- Aim of the exercise -
Give back, exactly as written, the lines of the listing from the top through the line holding "Tag each instance of the floating", and nothing more. Exclude pictures.
[Input Boundary: Start]
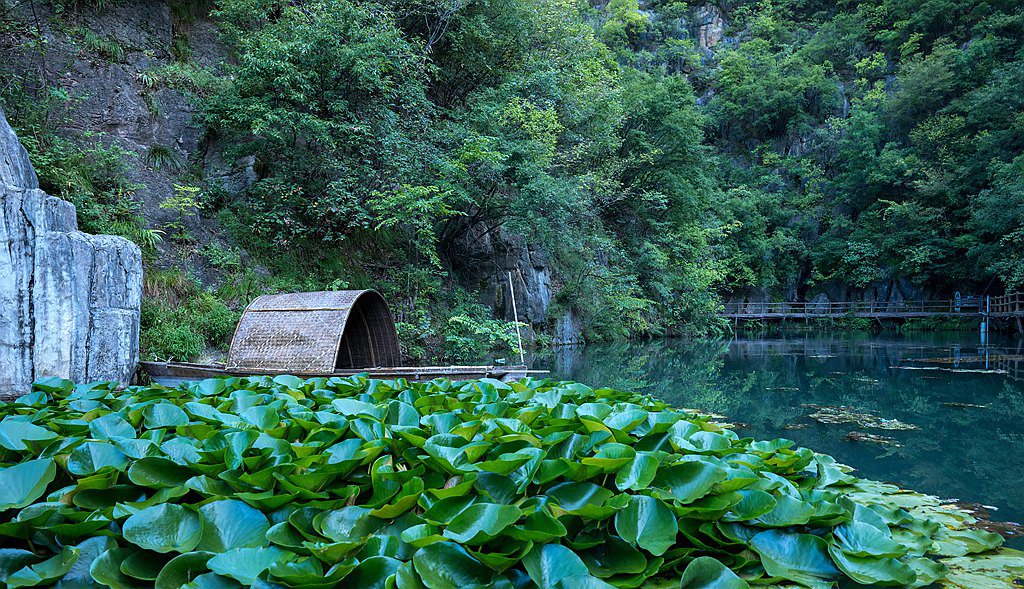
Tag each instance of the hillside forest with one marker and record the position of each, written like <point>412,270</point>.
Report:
<point>627,165</point>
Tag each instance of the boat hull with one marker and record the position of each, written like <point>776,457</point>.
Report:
<point>171,373</point>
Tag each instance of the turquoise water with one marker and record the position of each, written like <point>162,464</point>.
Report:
<point>956,451</point>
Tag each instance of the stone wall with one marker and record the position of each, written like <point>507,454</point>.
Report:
<point>69,301</point>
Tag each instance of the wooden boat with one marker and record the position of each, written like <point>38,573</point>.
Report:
<point>172,373</point>
<point>320,334</point>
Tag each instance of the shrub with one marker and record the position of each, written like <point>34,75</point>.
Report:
<point>180,321</point>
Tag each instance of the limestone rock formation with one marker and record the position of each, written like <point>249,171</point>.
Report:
<point>69,301</point>
<point>711,26</point>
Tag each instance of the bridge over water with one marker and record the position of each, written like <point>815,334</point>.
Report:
<point>1007,306</point>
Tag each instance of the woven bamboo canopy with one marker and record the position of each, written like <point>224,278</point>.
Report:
<point>315,333</point>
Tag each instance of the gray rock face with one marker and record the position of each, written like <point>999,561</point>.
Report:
<point>69,301</point>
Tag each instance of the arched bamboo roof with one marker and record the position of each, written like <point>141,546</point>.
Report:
<point>315,333</point>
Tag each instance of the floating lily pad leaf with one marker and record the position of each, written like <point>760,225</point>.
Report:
<point>358,481</point>
<point>144,564</point>
<point>374,573</point>
<point>787,511</point>
<point>690,480</point>
<point>647,522</point>
<point>246,564</point>
<point>576,498</point>
<point>799,557</point>
<point>212,581</point>
<point>864,540</point>
<point>230,523</point>
<point>53,384</point>
<point>12,559</point>
<point>45,572</point>
<point>963,542</point>
<point>448,565</point>
<point>639,472</point>
<point>159,472</point>
<point>164,528</point>
<point>867,571</point>
<point>583,582</point>
<point>929,571</point>
<point>14,432</point>
<point>78,576</point>
<point>481,521</point>
<point>111,425</point>
<point>107,570</point>
<point>548,564</point>
<point>182,570</point>
<point>707,573</point>
<point>164,415</point>
<point>755,504</point>
<point>613,556</point>
<point>210,386</point>
<point>25,482</point>
<point>93,456</point>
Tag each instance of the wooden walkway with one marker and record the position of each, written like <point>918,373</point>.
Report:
<point>1003,306</point>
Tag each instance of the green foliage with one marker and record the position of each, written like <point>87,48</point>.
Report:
<point>85,168</point>
<point>517,121</point>
<point>107,47</point>
<point>290,482</point>
<point>180,321</point>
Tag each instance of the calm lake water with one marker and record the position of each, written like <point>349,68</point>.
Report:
<point>969,442</point>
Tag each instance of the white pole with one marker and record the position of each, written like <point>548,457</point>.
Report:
<point>515,316</point>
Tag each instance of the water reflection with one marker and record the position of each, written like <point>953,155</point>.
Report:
<point>969,439</point>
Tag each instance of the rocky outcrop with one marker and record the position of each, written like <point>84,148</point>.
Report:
<point>710,26</point>
<point>69,301</point>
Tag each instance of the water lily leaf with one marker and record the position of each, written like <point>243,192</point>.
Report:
<point>549,564</point>
<point>755,504</point>
<point>144,564</point>
<point>182,570</point>
<point>867,571</point>
<point>374,573</point>
<point>639,472</point>
<point>647,522</point>
<point>210,387</point>
<point>787,511</point>
<point>164,415</point>
<point>481,521</point>
<point>230,523</point>
<point>78,576</point>
<point>863,540</point>
<point>448,565</point>
<point>246,564</point>
<point>93,456</point>
<point>212,581</point>
<point>22,484</point>
<point>14,432</point>
<point>165,528</point>
<point>929,571</point>
<point>962,542</point>
<point>107,570</point>
<point>45,572</point>
<point>613,556</point>
<point>111,425</point>
<point>690,480</point>
<point>159,472</point>
<point>707,573</point>
<point>799,557</point>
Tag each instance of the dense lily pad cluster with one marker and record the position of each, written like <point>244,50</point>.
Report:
<point>360,482</point>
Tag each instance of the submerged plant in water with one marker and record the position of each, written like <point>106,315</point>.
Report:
<point>330,481</point>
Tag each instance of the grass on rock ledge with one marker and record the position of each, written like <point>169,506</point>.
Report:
<point>324,482</point>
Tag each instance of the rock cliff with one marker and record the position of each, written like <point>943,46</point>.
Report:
<point>69,301</point>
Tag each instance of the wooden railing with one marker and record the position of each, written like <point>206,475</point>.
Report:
<point>967,306</point>
<point>1011,304</point>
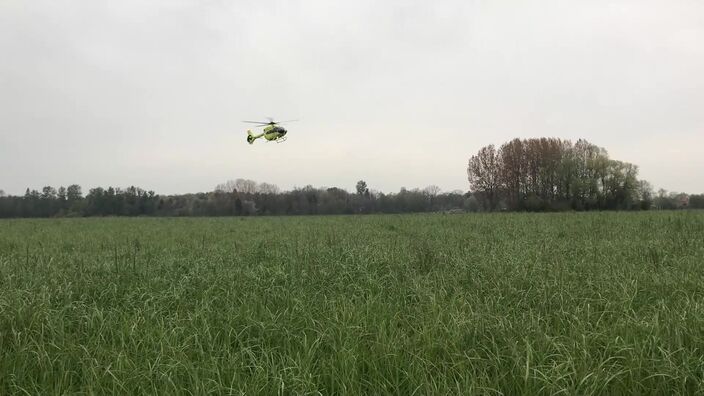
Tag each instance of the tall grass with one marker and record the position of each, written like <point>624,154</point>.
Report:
<point>598,303</point>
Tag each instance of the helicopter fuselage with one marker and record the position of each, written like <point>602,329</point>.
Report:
<point>274,132</point>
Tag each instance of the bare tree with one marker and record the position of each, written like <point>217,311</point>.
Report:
<point>484,175</point>
<point>432,190</point>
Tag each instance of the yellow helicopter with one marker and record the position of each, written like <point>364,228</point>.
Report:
<point>272,131</point>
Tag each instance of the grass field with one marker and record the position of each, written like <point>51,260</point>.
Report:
<point>587,303</point>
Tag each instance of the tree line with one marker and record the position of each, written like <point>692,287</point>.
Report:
<point>241,197</point>
<point>545,174</point>
<point>548,174</point>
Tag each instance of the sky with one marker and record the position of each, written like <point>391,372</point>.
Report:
<point>397,93</point>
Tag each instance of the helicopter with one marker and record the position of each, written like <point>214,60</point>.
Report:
<point>272,131</point>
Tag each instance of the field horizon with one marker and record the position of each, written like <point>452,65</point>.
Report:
<point>498,303</point>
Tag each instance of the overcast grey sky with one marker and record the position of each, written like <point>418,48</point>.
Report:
<point>398,93</point>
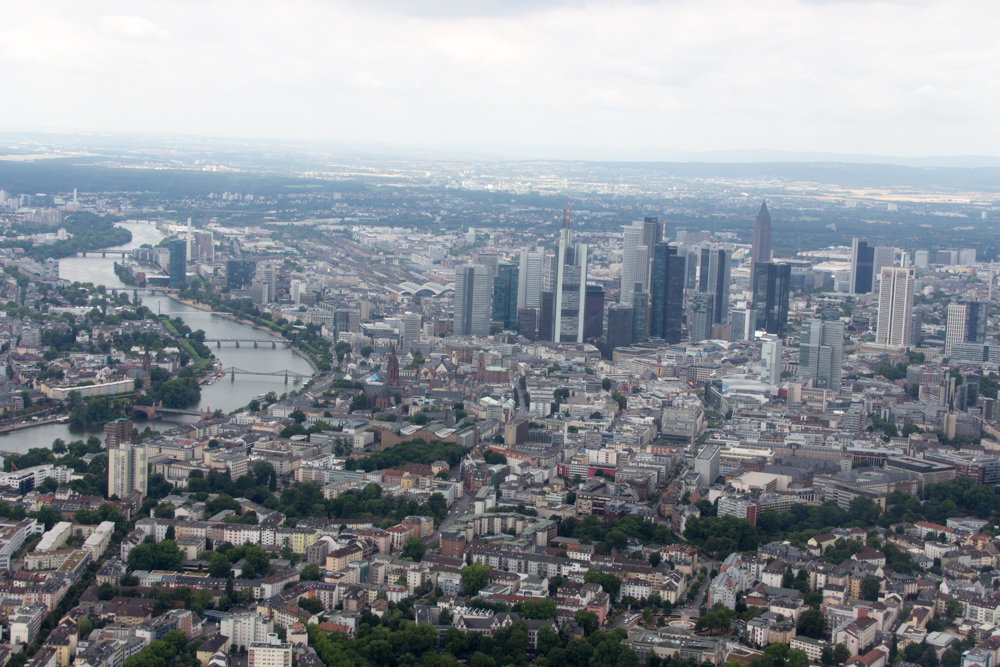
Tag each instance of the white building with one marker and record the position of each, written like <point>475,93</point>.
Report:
<point>270,653</point>
<point>246,628</point>
<point>770,361</point>
<point>895,308</point>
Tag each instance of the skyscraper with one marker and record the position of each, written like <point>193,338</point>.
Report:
<point>570,288</point>
<point>715,278</point>
<point>770,361</point>
<point>666,294</point>
<point>527,323</point>
<point>895,308</point>
<point>593,312</point>
<point>821,353</point>
<point>862,266</point>
<point>771,288</point>
<point>619,332</point>
<point>640,317</point>
<point>126,462</point>
<point>546,316</point>
<point>472,301</point>
<point>178,263</point>
<point>966,323</point>
<point>760,251</point>
<point>638,241</point>
<point>529,279</point>
<point>117,433</point>
<point>505,287</point>
<point>635,261</point>
<point>240,273</point>
<point>702,316</point>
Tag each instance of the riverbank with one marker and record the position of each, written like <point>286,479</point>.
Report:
[Input Boundary: End]
- Expected output -
Tag each instance of the hillside forest with one marker and record the position of each, written like <point>412,270</point>.
Report:
<point>627,165</point>
Tag each instance of the boat hull with one marker and record the position of each, written like <point>776,457</point>.
Report:
<point>171,373</point>
Tag each instance of the turquoise water with one marker and record the position of each, written like <point>162,464</point>.
Report:
<point>956,451</point>
Tag each instance of the stone wall with one marker and record the position of each, written like <point>507,454</point>.
Report:
<point>69,301</point>
Tag each instance of the wooden boat with one marker and record the position of each, written like <point>38,573</point>.
Report:
<point>172,373</point>
<point>320,334</point>
Tag each instance of the shrub with one marker and record the position of each, written like <point>34,75</point>.
Report:
<point>180,321</point>
Tag each instance of the limestone rock formation with one marker and record the position of each, written like <point>249,171</point>.
Report:
<point>69,301</point>
<point>711,26</point>
Tag each instance of the bridge over water with one marker and record the position of each, written like <point>815,334</point>.
Report:
<point>1007,306</point>
Tag each instance of the woven bamboo canopy with one marker and record the position of each, written like <point>224,278</point>.
Report:
<point>315,333</point>
Tag each instance of the gray rock face with one marker and record the position of each, written like <point>999,561</point>.
Report:
<point>69,301</point>
Tag each instance of the arched bamboo roof with one marker and record the position of each, written like <point>141,546</point>.
Report:
<point>315,333</point>
Tag each instance of the floating lily pad leaf with one marker and record the position of each, written like <point>760,225</point>.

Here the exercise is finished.